Cores were flooded by screened surfactants in the laboratory at secondary as well as tertiary stage to compare the results. Core Flood Simulations were performed by implicit pressure explicit saturation (IMPES) formulation and results matched with that of the laboratory tests. Next, pilot scale simulation of this process was performed in order to check the feasibility on field level. Results showed that cumulative oil recovery when surfactants applied on secondary stage flooding was more (~5.27% in core flooding; ~7% in pilot scale) than when applied at the tertiary stage. Sensitivity analysis showed that on selection of surfactants with appropriate (lesser) critical micelle concentration (CMC) value and with greater capacity of reducing interfacial tension (IFT), percentage cumulative oil recovery at the secondary stage was further enhanced. Therefore, the analysis converges to the point that chemical flooding is beneficial for an oil field early in the production cycle if economically viable.
After a successful water or gas injection, as much as half of the initial oil in place remains entrapped in the pores of the reservoir rock . This remaining residual oil needs a very high pressure gradient to be mobilized owing to the capillary forces needed to drive the isolated oil bubbles through the narrow neck of the porous medium . To recover this residual oil under the usually applied field pressure gradients, the interfacial tension between the oil and the displacing fluid must be either greatly reduced or completely eliminated. This can be done chemically by injecting completely or partially miscible solutions in both oil and water phases. Since these solutions are usually very expensive, slugs of these solutions are driven by water. Mobility control can be achieved by injecting a buffer zone of polymers . Displacement by surfactant solution is one of the important tertiary recovery processes by chemical solutions. In petroleum industry, this process is known by several names, micellar flooding, low tension water flooding and microemulsion flooding. The term microemulsion flooding was introduced by Healy et al. .
All investigation of the surfactant flooding has been reported concerned with displacement of residual oil after secondary processes i.e. tertiary recovery. But the sufficient studies of surfactant flooding in the secondary stage have not been conducted. The main objectives of this research were to perform core flooding tests and field level modeling to investigate oil recovery behavior under both tertiary and secondary conditions to find the optimum economical design for both processes.

__REQUEST A__
In the surfactant flooding text, what names is this displacement process known by in the petroleum industry?
__REQUEST B__
According to the surfactant flooding text, by about how much did cumulative oil recovery at the pilot scale exceed that of tertiary-stage application when surfactants were applied at the secondary stage?
The lines that come after the surfactant flooding text are separate material.

__DATA SECTION__
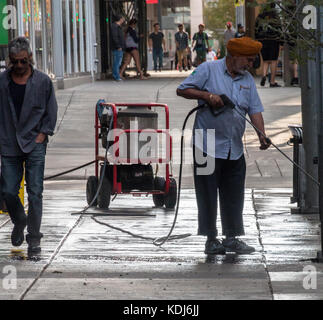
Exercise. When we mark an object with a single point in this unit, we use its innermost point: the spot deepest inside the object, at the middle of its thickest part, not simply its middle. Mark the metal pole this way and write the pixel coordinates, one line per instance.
(310, 114)
(319, 61)
(58, 49)
(160, 14)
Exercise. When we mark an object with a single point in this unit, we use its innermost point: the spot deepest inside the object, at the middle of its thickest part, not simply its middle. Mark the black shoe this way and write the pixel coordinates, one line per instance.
(237, 246)
(275, 85)
(17, 235)
(294, 81)
(33, 244)
(263, 81)
(34, 247)
(214, 247)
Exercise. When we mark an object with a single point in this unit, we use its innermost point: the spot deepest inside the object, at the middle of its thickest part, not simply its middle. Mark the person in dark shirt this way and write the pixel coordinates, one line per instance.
(132, 43)
(156, 45)
(201, 44)
(181, 40)
(117, 45)
(28, 115)
(241, 32)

__OUTPUT A__
Micellar flooding, low tension water flooding, and microemulsion flooding.

__OUTPUT B__
About 7%.